- [What is required]:
Can you collect every line of the material below that contains the word "target" and copy each one out?

---

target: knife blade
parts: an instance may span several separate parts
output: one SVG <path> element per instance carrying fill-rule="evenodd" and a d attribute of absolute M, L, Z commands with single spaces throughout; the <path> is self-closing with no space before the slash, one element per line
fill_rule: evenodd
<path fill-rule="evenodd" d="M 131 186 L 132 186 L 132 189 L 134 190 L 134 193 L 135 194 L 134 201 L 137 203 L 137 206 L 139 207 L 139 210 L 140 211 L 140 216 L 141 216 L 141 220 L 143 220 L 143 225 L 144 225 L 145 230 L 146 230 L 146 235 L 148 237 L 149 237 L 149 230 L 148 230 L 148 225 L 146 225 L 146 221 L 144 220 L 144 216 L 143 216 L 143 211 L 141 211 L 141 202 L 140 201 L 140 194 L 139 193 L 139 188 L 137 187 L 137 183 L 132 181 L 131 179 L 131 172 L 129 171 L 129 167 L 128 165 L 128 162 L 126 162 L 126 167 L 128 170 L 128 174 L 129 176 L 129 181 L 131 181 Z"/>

---

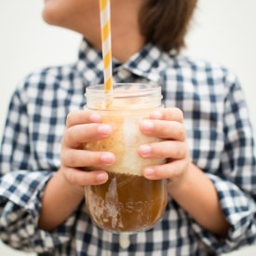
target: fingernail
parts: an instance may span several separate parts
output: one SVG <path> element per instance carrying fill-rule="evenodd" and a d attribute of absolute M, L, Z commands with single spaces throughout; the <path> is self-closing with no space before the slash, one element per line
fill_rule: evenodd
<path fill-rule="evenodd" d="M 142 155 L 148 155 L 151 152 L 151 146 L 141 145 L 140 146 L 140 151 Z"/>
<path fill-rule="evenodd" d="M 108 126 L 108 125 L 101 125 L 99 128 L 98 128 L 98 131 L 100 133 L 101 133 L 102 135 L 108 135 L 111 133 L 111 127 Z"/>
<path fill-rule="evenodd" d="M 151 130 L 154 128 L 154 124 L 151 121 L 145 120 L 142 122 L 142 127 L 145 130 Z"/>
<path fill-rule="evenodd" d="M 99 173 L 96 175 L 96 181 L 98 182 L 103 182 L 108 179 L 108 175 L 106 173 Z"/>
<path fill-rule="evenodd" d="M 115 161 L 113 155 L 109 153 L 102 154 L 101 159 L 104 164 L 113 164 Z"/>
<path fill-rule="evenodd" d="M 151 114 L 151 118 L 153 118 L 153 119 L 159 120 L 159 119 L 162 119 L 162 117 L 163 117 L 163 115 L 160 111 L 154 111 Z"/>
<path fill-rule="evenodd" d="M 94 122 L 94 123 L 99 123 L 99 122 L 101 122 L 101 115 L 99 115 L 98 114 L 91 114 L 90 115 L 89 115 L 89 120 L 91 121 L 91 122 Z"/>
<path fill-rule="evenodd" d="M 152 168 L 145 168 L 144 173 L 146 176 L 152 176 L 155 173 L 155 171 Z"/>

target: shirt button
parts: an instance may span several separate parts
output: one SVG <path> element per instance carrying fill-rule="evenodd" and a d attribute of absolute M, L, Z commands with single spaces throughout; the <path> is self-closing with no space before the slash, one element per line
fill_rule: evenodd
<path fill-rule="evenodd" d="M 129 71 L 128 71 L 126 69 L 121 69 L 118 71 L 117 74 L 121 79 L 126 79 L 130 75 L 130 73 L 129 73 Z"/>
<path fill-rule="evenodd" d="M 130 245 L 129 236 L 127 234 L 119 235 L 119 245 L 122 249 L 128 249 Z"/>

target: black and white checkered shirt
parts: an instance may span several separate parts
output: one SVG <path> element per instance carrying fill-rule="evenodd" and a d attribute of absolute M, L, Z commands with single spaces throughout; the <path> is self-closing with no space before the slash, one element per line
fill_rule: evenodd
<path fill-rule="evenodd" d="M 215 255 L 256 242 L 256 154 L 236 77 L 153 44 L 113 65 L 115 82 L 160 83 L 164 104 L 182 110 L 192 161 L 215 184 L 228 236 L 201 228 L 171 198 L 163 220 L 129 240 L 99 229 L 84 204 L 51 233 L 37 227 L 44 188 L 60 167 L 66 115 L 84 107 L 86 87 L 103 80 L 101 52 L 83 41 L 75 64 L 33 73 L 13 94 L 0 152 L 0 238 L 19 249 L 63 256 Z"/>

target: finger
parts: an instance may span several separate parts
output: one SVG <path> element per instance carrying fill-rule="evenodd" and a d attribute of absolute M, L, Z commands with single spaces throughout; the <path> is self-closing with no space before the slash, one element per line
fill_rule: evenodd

---

- [Solved problem]:
target: knife blade
target: fingernail
target: shirt button
target: black and white checkered shirt
target: finger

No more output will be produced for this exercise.